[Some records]

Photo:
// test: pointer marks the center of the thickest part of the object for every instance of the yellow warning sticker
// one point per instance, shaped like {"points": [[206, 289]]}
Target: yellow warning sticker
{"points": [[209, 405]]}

> **TASK PROMPT**
Lay out every line of the records above as a Markdown table with the columns Row and Line, numbering each one and leaving out blank lines.

> **ANSWER FOR THE TASK**
| Row | Line |
|---|---|
| 1 | Photo: |
| 2 | // test: pointer marks the center of the thickest part of the object for every instance of the yellow warning sticker |
| 3 | // one point per instance, shaped like {"points": [[206, 289]]} |
| 4 | Target: yellow warning sticker |
| 5 | {"points": [[209, 405]]} |